**Problems to solve**.
a) According to the Jaca Navarra passage, in what year was the breeders' association for the breed formed?
b) Rewrite everything in the Jaca Navarra passage from "The Jaca Navarra (), or" down to "FAO as endangered.", and replace "endangered" with "threatened".
c) List every distinct year mentioned in the Jaca Navarra passage.

The Jaca Navarra (), or Navarrese Horse, is a Spanish breed of small horse from the autonomous community of Navarre in the north-eastern part of the country. In 2013 it was listed in the Catálogo Oficial de Razas de Ganado de España in the group of autochthonous breeds in danger of extinction. The total population of the Jaca Navarra has been variously estimated at 350 (in 1999), 250 (in 2000), and 240 and decreasing (in 1997). In April 2011 the total population was reported to be 899, all of which were in Navarre. In 2000, and again in 2007, it was listed by the FAO as endangered.

A breeders' association, the Asociación de Criadores de Ganado Equino Jaca Navarra, was formed in 1999,  and a stud-book opened in 2001. The conservation and reference herd kept in semi-feral conditions at the Sabaiza estate contains all but a few examples of the breed.

**Listed entries**.
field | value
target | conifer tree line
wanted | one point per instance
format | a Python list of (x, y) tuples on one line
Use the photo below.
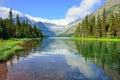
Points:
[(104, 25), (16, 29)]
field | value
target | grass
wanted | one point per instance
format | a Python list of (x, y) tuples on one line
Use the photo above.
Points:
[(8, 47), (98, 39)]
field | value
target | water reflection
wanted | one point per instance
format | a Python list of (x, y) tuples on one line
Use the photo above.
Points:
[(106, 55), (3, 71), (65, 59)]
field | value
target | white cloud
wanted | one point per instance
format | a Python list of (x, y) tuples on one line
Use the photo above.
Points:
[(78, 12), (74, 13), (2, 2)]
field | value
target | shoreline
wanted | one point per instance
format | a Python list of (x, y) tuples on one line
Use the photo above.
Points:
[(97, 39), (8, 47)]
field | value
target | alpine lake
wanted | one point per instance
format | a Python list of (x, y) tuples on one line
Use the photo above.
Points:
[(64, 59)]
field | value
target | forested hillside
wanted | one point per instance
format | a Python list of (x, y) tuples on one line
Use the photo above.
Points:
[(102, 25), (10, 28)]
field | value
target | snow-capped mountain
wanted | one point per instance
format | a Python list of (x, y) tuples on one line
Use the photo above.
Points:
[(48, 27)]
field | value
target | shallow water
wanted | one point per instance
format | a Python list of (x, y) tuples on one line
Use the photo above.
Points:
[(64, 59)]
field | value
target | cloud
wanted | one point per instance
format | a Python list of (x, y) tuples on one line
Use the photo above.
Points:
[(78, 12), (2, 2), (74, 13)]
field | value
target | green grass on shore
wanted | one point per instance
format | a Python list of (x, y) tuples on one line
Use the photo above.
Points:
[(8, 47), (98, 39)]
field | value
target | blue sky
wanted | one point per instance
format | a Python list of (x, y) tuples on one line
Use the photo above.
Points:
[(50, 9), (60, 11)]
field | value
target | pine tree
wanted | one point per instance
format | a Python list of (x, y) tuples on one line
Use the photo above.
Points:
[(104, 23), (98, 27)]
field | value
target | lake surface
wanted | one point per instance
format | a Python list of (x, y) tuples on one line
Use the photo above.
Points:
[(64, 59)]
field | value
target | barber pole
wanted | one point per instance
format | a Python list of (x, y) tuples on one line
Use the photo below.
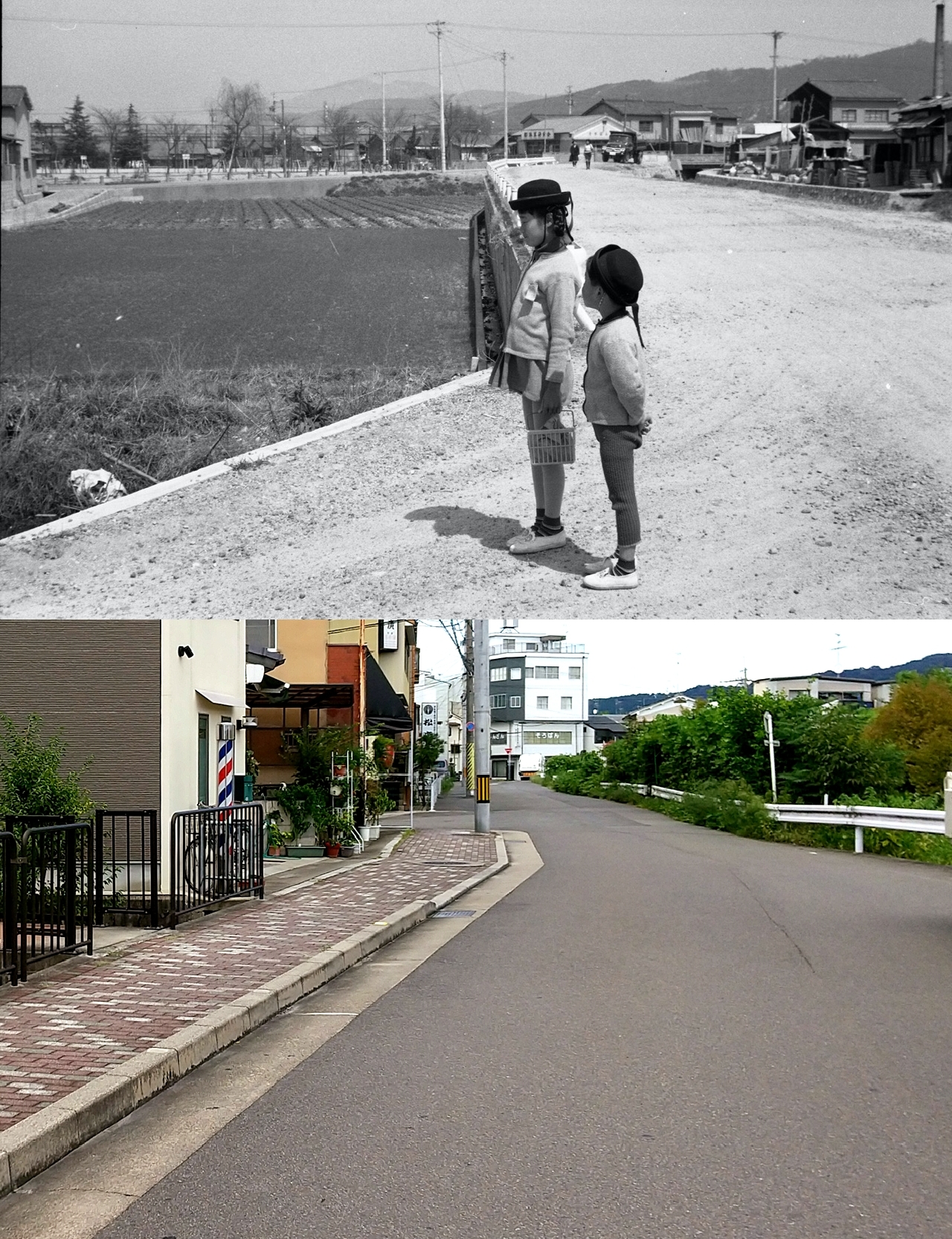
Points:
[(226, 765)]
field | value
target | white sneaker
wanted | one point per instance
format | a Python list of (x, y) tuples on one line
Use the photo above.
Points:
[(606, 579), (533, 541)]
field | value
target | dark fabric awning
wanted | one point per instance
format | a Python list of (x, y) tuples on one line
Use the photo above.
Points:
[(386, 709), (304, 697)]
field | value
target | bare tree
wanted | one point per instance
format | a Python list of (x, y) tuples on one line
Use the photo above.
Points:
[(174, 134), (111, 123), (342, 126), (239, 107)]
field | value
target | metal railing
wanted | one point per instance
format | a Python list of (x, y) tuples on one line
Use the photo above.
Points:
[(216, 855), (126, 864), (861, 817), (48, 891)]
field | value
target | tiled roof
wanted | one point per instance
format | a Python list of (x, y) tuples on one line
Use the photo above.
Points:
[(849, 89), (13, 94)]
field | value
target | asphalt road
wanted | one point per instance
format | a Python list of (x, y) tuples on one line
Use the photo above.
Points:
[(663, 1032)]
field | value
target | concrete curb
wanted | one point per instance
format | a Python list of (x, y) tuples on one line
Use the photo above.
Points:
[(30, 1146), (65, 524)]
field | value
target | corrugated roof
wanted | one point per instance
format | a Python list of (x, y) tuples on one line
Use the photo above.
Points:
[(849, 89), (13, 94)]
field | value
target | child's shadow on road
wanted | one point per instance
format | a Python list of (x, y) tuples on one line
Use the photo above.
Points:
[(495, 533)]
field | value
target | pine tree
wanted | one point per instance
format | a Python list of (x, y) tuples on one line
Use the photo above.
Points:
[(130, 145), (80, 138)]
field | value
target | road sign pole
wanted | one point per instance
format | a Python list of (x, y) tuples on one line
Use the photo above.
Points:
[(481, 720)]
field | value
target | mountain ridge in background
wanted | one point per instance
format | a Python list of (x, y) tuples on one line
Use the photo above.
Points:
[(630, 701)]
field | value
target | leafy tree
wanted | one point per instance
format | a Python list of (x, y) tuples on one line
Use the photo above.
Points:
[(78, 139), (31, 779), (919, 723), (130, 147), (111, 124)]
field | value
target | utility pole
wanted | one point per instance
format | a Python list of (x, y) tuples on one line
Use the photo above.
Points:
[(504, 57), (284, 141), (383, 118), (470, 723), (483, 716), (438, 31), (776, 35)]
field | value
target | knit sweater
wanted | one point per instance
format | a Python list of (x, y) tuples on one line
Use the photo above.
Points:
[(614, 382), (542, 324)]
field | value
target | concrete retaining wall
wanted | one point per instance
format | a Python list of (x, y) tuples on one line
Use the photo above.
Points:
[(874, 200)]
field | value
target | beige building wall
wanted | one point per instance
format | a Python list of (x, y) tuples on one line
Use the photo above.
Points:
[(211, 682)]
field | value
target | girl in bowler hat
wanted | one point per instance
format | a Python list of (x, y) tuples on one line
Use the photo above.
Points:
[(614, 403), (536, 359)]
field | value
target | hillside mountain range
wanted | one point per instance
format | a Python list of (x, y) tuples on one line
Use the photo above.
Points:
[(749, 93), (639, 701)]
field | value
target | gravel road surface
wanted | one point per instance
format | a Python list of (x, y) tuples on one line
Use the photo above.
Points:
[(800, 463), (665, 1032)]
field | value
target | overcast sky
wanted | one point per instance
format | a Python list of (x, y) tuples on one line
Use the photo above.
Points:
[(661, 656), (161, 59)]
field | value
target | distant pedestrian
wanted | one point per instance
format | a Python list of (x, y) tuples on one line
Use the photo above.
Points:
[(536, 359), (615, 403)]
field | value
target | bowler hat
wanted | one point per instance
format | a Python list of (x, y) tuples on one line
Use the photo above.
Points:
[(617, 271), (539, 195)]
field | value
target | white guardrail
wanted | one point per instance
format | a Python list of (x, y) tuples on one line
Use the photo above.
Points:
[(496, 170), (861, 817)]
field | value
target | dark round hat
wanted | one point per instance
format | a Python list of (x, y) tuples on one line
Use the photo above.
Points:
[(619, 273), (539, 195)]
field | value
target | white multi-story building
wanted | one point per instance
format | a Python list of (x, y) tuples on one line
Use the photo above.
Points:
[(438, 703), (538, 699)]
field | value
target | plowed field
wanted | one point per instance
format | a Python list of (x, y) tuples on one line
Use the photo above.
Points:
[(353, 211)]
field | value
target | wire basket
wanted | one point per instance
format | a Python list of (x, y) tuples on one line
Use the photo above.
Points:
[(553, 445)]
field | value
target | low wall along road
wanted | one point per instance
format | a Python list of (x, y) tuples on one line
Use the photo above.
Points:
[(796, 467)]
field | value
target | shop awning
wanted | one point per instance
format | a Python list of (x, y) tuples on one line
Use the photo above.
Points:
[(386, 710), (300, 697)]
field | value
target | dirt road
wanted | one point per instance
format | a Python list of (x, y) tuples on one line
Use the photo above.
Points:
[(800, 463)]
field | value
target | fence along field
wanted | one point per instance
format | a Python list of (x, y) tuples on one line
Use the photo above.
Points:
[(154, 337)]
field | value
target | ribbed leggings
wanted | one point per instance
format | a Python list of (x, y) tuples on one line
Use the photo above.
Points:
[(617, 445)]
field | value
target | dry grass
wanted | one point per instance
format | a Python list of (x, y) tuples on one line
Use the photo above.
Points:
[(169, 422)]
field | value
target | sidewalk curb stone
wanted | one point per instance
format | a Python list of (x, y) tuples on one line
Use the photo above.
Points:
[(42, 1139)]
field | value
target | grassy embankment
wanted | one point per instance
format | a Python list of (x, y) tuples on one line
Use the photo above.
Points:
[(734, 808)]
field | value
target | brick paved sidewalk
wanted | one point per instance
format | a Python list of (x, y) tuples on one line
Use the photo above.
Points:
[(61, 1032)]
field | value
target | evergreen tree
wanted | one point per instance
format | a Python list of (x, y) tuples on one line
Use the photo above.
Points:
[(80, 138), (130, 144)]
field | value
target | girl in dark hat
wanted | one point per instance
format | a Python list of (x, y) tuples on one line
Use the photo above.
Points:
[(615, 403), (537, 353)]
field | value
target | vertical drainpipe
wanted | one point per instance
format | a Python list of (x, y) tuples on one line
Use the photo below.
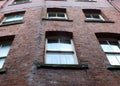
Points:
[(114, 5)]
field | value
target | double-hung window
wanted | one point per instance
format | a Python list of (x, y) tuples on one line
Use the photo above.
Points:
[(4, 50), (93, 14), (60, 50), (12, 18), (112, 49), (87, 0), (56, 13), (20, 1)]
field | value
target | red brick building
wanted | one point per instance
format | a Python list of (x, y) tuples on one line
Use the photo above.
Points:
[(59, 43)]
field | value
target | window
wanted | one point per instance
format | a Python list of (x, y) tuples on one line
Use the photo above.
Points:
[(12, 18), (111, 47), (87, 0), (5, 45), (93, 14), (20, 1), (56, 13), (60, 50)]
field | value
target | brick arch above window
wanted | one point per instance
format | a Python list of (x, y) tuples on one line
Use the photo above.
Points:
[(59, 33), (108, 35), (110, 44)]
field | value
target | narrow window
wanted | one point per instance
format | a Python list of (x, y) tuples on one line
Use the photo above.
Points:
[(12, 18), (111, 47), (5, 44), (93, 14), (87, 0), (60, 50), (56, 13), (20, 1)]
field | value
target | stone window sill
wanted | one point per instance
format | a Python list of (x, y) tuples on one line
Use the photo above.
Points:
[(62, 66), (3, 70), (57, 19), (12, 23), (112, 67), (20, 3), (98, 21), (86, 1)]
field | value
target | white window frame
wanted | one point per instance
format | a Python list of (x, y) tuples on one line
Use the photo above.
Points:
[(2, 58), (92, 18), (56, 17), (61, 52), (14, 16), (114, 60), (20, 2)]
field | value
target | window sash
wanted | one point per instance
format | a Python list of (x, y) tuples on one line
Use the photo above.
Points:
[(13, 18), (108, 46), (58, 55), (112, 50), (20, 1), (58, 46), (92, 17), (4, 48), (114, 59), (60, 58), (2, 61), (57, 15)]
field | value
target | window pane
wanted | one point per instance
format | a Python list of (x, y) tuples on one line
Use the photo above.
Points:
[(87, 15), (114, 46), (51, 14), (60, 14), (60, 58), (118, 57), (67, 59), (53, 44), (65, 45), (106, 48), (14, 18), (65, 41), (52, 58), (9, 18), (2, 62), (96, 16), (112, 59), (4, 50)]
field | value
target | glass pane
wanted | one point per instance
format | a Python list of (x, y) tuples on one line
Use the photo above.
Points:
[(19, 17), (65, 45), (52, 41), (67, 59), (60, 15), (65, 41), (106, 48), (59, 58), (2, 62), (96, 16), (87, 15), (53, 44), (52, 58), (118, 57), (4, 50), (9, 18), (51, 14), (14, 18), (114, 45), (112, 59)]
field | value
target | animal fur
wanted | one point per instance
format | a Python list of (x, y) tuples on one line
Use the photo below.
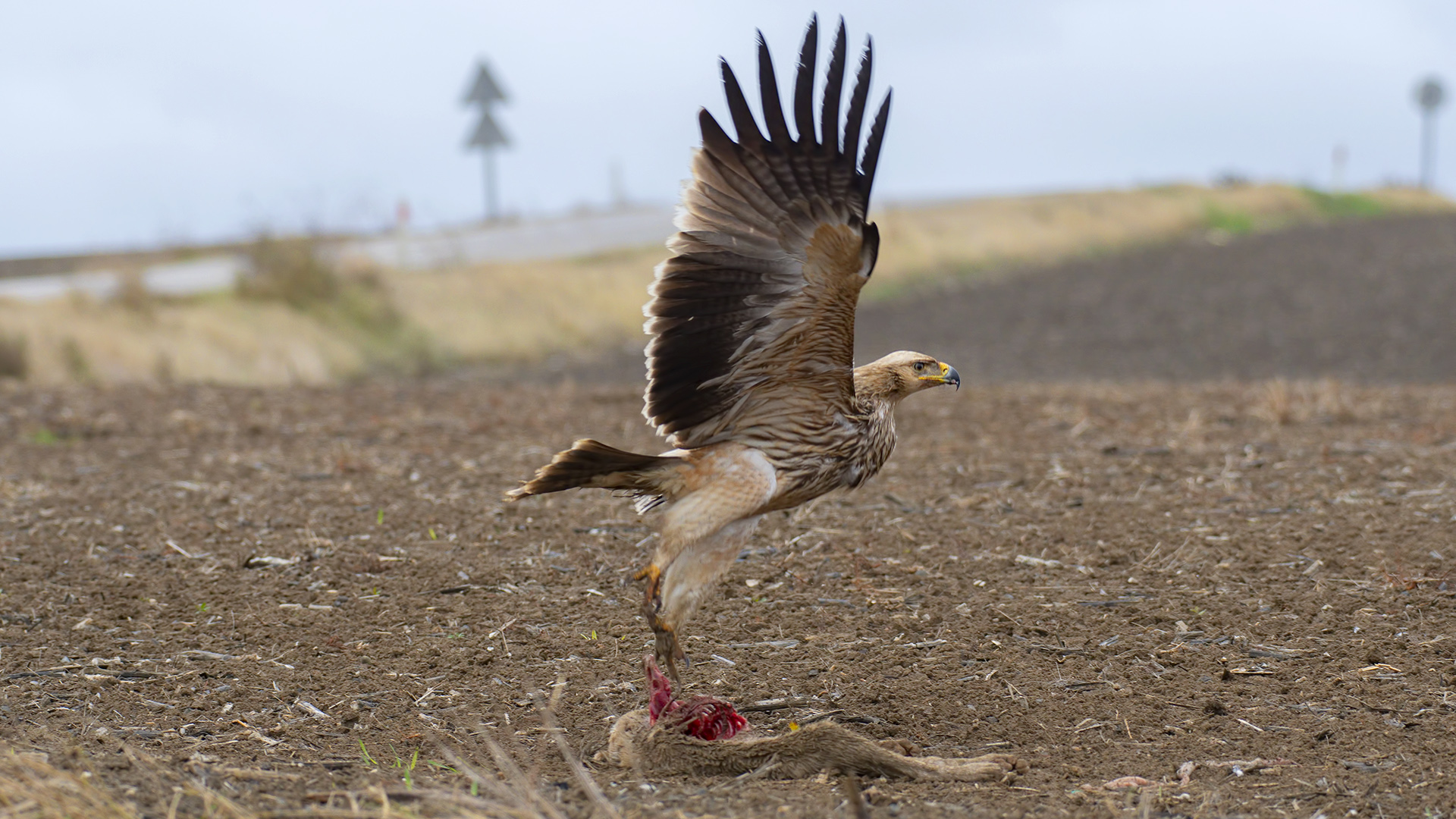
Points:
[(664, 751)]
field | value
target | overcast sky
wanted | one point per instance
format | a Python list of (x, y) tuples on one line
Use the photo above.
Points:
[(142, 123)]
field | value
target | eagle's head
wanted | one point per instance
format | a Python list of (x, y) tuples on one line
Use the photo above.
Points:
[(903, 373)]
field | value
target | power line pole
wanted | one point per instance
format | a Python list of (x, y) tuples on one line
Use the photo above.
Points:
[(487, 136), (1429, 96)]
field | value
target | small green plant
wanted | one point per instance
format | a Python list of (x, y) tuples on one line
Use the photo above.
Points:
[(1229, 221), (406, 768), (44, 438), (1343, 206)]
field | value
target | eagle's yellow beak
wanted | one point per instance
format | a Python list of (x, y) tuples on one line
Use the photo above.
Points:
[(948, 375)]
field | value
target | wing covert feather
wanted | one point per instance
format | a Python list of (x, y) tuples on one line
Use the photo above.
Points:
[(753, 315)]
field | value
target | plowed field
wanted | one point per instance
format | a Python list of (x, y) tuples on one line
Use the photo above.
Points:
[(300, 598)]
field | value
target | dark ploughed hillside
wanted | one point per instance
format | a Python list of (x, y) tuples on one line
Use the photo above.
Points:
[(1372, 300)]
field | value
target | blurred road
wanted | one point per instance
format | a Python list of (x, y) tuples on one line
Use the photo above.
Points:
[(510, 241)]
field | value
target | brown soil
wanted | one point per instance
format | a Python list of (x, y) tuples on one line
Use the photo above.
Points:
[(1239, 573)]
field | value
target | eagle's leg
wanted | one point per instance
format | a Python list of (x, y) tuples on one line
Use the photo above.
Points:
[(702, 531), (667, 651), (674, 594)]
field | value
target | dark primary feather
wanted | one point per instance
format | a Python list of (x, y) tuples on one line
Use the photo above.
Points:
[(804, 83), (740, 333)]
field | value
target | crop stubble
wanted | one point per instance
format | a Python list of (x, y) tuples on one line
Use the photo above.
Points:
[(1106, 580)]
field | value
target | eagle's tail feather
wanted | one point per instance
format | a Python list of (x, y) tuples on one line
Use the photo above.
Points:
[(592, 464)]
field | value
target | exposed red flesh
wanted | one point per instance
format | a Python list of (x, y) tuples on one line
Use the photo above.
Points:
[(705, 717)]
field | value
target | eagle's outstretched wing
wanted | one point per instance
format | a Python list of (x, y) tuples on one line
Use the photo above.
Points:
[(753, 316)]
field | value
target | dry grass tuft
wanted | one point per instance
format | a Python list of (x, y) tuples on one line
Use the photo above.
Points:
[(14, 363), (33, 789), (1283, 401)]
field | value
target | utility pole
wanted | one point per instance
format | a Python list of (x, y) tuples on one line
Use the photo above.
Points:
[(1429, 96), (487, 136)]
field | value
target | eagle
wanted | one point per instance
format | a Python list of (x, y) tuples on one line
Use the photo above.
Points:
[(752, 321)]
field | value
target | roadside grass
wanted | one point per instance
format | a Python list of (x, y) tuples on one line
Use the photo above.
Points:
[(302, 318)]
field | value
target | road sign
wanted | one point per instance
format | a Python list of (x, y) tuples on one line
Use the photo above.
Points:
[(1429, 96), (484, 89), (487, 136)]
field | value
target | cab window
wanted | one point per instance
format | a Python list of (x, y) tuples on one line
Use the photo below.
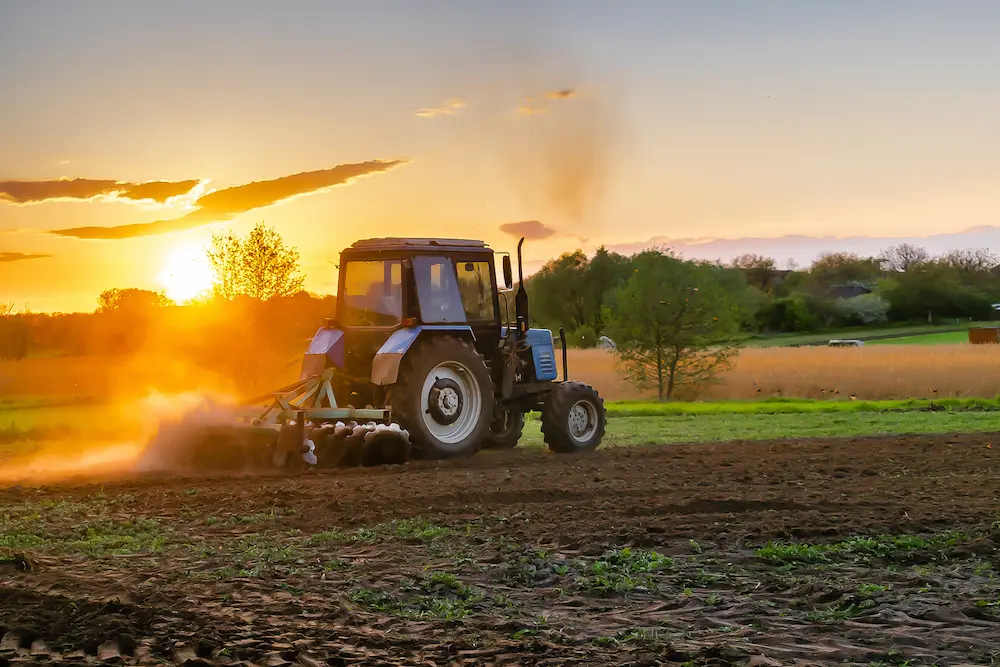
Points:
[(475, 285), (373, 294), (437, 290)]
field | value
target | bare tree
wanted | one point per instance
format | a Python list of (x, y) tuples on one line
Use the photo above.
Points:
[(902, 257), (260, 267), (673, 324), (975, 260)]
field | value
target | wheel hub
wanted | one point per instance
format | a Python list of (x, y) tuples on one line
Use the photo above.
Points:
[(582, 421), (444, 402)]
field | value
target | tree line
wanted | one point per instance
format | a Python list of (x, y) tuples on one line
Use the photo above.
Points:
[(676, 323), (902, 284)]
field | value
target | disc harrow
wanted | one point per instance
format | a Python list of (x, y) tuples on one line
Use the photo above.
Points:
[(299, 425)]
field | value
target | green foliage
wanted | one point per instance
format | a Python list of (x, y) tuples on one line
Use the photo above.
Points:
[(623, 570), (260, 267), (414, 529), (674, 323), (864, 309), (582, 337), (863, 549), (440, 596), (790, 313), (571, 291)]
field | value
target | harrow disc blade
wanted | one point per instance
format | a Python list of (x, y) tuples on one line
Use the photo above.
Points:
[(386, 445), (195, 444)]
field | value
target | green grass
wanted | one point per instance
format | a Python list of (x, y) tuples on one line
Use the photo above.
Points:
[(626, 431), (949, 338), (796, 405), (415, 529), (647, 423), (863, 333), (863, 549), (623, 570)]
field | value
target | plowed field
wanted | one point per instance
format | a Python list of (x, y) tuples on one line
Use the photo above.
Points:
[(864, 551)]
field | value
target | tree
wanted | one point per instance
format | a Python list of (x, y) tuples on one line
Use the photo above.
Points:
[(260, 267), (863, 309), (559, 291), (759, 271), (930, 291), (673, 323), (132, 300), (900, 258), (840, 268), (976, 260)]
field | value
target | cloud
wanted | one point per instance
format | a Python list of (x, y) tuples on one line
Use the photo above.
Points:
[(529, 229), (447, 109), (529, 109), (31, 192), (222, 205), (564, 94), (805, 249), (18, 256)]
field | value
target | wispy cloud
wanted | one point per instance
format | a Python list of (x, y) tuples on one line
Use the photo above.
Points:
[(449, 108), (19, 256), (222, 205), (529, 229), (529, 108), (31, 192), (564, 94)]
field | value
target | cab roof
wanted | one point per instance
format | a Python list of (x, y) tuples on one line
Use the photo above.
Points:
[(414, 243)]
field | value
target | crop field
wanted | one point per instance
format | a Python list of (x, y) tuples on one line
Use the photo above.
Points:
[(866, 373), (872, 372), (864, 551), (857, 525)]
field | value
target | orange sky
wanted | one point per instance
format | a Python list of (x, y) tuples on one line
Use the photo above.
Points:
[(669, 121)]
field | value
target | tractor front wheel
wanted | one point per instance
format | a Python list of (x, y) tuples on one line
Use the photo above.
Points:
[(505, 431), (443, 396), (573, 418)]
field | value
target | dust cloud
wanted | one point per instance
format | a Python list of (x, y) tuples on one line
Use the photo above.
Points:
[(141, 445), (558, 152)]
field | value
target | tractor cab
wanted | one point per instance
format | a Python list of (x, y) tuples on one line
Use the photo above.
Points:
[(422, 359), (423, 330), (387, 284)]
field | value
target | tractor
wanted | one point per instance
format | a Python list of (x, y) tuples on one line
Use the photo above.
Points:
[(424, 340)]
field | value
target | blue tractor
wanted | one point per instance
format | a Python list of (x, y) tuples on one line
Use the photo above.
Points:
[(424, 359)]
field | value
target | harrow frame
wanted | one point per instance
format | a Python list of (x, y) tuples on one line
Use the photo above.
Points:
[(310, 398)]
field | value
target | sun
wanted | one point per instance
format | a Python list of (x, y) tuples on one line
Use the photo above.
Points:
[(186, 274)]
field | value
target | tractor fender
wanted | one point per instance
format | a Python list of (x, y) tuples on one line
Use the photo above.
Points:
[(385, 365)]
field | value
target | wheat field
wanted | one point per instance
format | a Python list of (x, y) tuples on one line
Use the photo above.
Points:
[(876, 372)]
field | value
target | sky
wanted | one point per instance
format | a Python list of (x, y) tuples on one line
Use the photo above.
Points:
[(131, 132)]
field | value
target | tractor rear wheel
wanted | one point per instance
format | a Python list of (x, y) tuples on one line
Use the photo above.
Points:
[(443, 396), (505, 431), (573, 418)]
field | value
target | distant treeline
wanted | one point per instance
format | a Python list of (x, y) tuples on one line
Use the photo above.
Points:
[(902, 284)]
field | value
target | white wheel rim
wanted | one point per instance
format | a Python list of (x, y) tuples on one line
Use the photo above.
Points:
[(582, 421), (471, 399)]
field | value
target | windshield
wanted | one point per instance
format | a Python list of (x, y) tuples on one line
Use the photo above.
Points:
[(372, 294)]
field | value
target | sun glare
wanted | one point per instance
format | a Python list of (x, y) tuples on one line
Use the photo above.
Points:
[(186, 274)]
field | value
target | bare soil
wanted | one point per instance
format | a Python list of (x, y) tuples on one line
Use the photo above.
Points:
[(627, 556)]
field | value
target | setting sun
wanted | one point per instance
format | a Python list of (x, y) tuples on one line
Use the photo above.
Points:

**Answers by item**.
a) 1999

b)
The Jaca Navarra (), or Navarrese Horse, is a Spanish breed of small horse from the autonomous community of Navarre in the north-eastern part of the country. In 2013 it was listed in the Catálogo Oficial de Razas de Ganado de España in the group of autochthonous breeds in danger of extinction. The total population of the Jaca Navarra has been variously estimated at 350 (in 1999), 250 (in 2000), and 240 and decreasing (in 1997). In April 2011 the total population was reported to be 899, all of which were in Navarre. In 2000, and again in 2007, it was listed by the FAO as threatened.

c) 1997, 1999, 2000, 2001, 2007, 2011, 2013